Çözülecek Problemler |
A. Sayfa alıntısında müzeciliğin hangi şeylerin işi olduğu söylenmektedir? Bunların hepsini metindeki sözcüklerle sıralayınız.
B. Kayıtlardaki satırlardan kaçında "bare" sözcüğünün geçtiğini sayınız ve yalnızca sayıyı veriniz.

:: Sayfa Alıntısı ::

Müzelerde örnekleme ve sergileme bir uzmanlık işidir. Her Paleontolog ve Mineralog’un sorumluluğu farklı olmasına karşın bu büyük sorumluluğu yeterli eleman olmaması nedeniyle üstlenmek zorunda kaldım. Örneklerin sistematik olarak isimlendirilmesi ve sergilenmesi konusunda uzmanlardan da yararlandım ve bu işi büyük bir sabır ve yürekle yürüttüm. Maalesef iyi bir şeyler yapmak ve başarmak her zaman için çok zordur. Yan etkiler olmaksızın enerjinizi sadece çalışmaya yoğunlaştırırsanız çok daha başarılı olabilirsiniz. Bu konuda ben şahsen yüreğimi ortaya koydum. Müzecilik yürek, emek, sabır ve birikim işidir. Dışarıdan müze kurmak çok kolay gözükse de bu taşın altına elini koyabilecek her kişiye saygı duymak lazım. Uzaktan ahkâm kesmek, bilgi olmadan fikir yürütmek her zaman için çok yanlış ve tehlikelidir. Bu işe gönlünüzü koyamazsanız hiçbir şeye varamazsınız. Prensip olarak sorumluluk aldığım her görevi zamanında ve başarılı bitirme misyonunu sahiplendiğimden müzemizi ileriki nesillere daha geliştirilmek üzere bırakmayı amaç edindim. Bu bağlamdaki ilk hedef müzenin kurumsallaşmasıdır.

:::
:: Mevcut Kayıtlar ::

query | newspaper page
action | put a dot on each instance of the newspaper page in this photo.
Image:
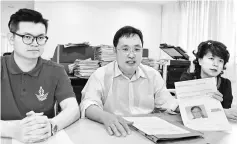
(199, 110)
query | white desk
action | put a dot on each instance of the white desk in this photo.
(86, 131)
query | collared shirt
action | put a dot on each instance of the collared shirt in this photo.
(35, 90)
(113, 92)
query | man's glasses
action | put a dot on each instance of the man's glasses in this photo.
(129, 50)
(29, 39)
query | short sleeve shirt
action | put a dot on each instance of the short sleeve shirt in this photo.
(36, 90)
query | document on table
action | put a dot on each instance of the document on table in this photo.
(199, 110)
(60, 138)
(155, 126)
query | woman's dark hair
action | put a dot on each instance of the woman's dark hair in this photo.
(216, 48)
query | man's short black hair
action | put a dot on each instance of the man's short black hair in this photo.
(127, 31)
(26, 15)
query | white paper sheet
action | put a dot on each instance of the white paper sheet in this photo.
(60, 138)
(209, 116)
(155, 126)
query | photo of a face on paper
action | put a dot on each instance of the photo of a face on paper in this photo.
(196, 112)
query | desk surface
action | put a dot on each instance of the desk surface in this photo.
(86, 131)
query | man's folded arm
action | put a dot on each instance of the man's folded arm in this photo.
(163, 98)
(91, 97)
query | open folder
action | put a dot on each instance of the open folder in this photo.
(157, 129)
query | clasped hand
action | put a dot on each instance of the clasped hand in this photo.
(33, 128)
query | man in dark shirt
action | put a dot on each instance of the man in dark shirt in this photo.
(30, 85)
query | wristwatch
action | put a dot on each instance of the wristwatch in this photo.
(54, 128)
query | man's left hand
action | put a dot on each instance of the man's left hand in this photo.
(40, 127)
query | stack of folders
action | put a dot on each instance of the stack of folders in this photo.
(105, 54)
(157, 129)
(84, 68)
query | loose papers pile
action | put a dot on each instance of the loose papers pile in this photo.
(150, 62)
(84, 68)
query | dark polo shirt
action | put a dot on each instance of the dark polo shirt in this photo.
(37, 90)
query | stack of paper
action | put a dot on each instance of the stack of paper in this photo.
(105, 54)
(84, 68)
(150, 62)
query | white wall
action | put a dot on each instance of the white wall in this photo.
(97, 22)
(7, 9)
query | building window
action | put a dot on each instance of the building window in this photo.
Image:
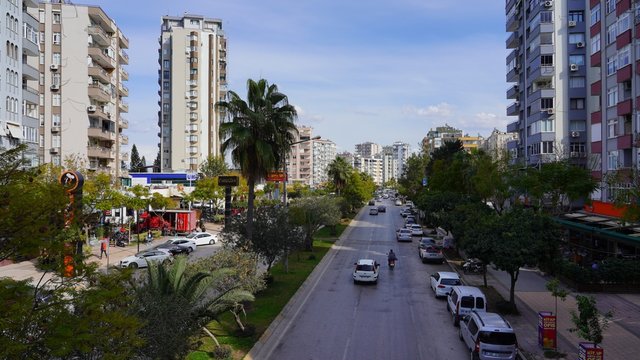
(577, 82)
(595, 14)
(612, 96)
(612, 128)
(595, 43)
(576, 104)
(577, 16)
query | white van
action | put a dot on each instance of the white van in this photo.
(464, 299)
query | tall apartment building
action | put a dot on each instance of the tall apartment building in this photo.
(324, 152)
(19, 112)
(192, 78)
(615, 126)
(547, 65)
(81, 86)
(300, 161)
(368, 149)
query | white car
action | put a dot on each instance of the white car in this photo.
(202, 238)
(366, 270)
(443, 281)
(143, 258)
(416, 230)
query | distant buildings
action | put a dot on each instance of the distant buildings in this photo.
(192, 78)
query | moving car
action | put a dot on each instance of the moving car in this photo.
(366, 270)
(143, 258)
(416, 230)
(201, 238)
(488, 336)
(404, 234)
(443, 281)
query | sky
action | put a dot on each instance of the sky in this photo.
(356, 70)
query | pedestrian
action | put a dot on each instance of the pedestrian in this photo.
(103, 248)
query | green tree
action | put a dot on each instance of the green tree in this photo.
(339, 172)
(258, 132)
(214, 166)
(312, 213)
(589, 323)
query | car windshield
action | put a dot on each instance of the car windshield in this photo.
(451, 282)
(363, 267)
(497, 338)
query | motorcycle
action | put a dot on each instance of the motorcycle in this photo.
(473, 266)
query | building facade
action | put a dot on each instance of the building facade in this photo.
(547, 67)
(324, 152)
(192, 78)
(81, 86)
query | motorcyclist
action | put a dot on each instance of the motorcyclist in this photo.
(391, 257)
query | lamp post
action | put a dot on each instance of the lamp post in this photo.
(286, 176)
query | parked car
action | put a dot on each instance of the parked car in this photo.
(443, 281)
(431, 254)
(416, 230)
(462, 300)
(143, 258)
(366, 270)
(201, 238)
(178, 246)
(404, 234)
(488, 336)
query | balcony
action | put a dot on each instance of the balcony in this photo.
(97, 92)
(99, 133)
(99, 73)
(100, 152)
(98, 55)
(99, 36)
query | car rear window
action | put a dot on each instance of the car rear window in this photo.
(497, 338)
(364, 268)
(452, 282)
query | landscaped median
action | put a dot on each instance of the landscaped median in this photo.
(269, 302)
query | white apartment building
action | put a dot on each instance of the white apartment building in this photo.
(19, 110)
(192, 79)
(81, 86)
(324, 152)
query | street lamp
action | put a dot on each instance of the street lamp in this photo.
(286, 177)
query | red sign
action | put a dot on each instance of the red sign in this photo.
(277, 176)
(547, 335)
(590, 351)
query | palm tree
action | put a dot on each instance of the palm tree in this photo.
(339, 171)
(259, 133)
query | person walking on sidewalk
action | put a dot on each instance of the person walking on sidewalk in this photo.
(103, 248)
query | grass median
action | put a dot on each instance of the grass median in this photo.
(270, 301)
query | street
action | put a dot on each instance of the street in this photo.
(399, 318)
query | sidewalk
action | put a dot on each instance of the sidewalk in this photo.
(621, 338)
(26, 269)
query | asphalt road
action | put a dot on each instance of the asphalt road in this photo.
(399, 318)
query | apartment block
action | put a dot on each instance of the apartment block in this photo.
(81, 86)
(19, 113)
(324, 152)
(547, 67)
(192, 78)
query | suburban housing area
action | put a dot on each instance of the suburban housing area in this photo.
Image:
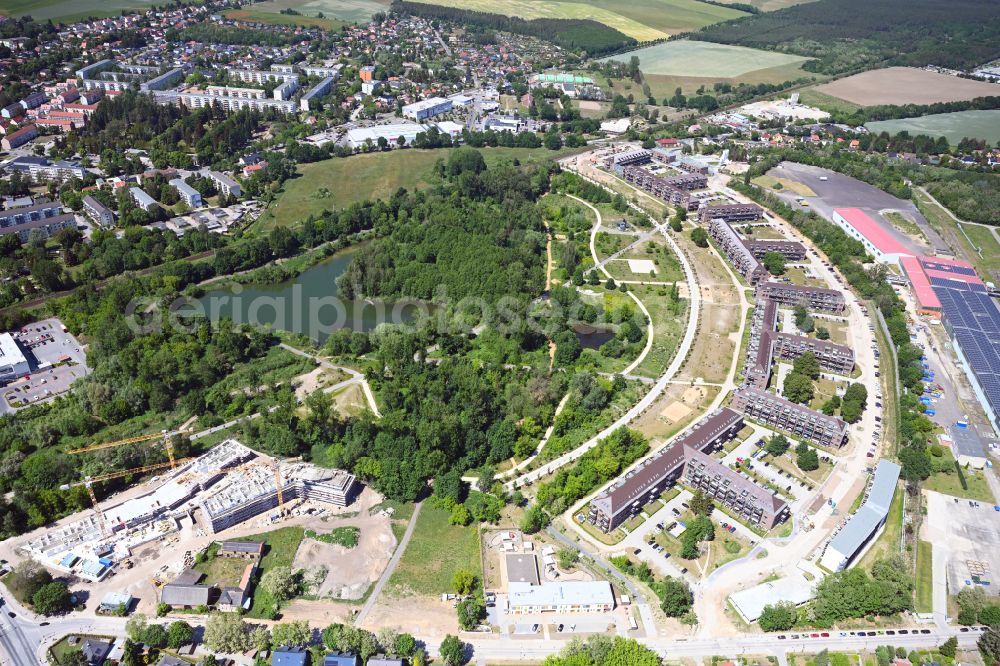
(370, 333)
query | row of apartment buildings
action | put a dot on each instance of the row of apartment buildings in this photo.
(687, 457)
(745, 255)
(44, 216)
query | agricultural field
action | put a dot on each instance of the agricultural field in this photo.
(70, 10)
(271, 18)
(688, 65)
(704, 59)
(905, 85)
(643, 20)
(769, 5)
(339, 182)
(952, 126)
(349, 11)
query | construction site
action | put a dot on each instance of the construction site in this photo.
(227, 486)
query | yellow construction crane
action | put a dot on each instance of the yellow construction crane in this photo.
(166, 436)
(275, 466)
(91, 480)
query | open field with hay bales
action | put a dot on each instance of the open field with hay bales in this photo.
(270, 18)
(644, 20)
(70, 10)
(690, 64)
(952, 126)
(350, 11)
(906, 85)
(706, 60)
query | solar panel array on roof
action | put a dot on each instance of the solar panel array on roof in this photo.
(974, 320)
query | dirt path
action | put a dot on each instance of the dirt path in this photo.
(387, 573)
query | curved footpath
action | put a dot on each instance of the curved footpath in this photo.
(655, 391)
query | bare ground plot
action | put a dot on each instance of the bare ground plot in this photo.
(349, 571)
(840, 191)
(905, 85)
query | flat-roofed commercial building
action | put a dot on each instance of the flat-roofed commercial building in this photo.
(832, 357)
(98, 212)
(739, 255)
(652, 477)
(877, 239)
(427, 108)
(191, 196)
(798, 420)
(47, 226)
(814, 298)
(855, 536)
(18, 138)
(755, 504)
(566, 597)
(13, 362)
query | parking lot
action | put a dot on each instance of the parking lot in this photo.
(969, 532)
(56, 360)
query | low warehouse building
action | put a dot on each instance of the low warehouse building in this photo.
(856, 535)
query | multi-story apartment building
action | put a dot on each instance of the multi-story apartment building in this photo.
(739, 254)
(672, 189)
(19, 138)
(319, 90)
(188, 194)
(223, 183)
(98, 212)
(755, 504)
(760, 350)
(628, 158)
(832, 357)
(798, 420)
(814, 298)
(197, 100)
(261, 77)
(732, 213)
(792, 250)
(625, 499)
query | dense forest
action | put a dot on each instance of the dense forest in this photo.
(850, 35)
(487, 241)
(580, 35)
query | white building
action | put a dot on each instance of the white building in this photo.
(190, 195)
(359, 136)
(142, 200)
(224, 183)
(427, 108)
(13, 363)
(565, 597)
(860, 531)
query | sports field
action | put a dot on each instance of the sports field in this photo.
(906, 85)
(953, 126)
(641, 19)
(351, 11)
(70, 10)
(704, 59)
(271, 18)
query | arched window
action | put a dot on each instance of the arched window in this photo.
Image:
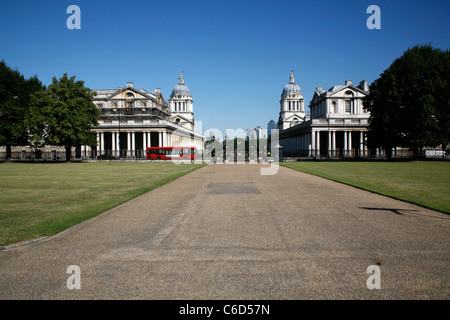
(334, 107)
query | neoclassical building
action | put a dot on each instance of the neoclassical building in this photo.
(133, 119)
(336, 126)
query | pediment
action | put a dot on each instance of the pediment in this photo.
(341, 91)
(125, 93)
(181, 118)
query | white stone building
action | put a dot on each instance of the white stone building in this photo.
(336, 127)
(292, 105)
(133, 119)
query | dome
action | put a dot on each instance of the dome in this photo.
(181, 88)
(291, 88)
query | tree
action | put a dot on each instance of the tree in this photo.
(63, 115)
(15, 95)
(409, 103)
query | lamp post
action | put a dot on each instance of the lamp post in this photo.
(118, 138)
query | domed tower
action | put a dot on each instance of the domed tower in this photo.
(292, 105)
(181, 105)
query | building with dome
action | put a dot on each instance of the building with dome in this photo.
(292, 105)
(336, 126)
(133, 119)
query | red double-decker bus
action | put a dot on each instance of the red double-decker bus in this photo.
(171, 153)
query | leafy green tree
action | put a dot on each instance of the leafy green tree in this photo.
(409, 103)
(63, 115)
(15, 95)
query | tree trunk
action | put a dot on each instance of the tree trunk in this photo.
(8, 152)
(68, 153)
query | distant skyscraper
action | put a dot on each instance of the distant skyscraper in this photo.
(272, 125)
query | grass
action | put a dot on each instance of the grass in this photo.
(43, 199)
(423, 183)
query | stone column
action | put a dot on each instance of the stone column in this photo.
(350, 143)
(333, 146)
(361, 143)
(133, 144)
(113, 143)
(318, 143)
(330, 146)
(164, 139)
(102, 142)
(345, 143)
(144, 141)
(128, 144)
(117, 143)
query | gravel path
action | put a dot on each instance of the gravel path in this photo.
(227, 232)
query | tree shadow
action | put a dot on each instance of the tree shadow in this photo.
(402, 212)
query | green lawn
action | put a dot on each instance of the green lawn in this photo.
(423, 183)
(43, 199)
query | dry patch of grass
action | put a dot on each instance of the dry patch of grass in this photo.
(426, 183)
(43, 199)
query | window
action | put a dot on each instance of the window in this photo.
(334, 107)
(348, 106)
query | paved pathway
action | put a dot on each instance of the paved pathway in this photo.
(227, 232)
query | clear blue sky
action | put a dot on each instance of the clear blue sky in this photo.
(236, 55)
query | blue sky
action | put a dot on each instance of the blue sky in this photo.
(236, 55)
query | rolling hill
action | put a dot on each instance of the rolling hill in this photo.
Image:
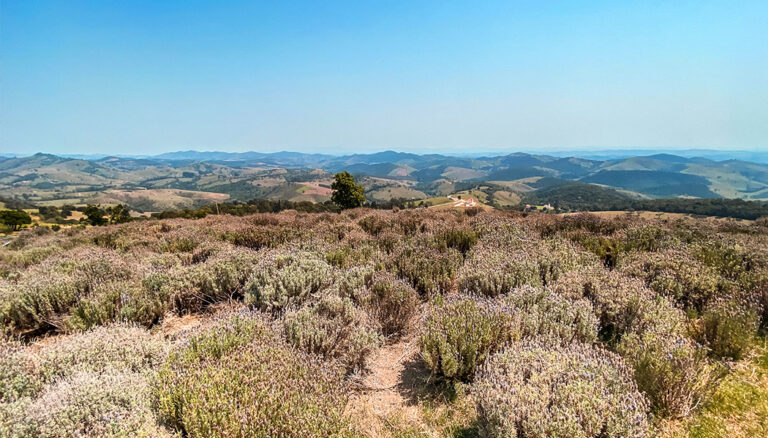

:::

Alıştırma Çözümleri |
A. Yürek, emek, sabır ve birikim.

B. 2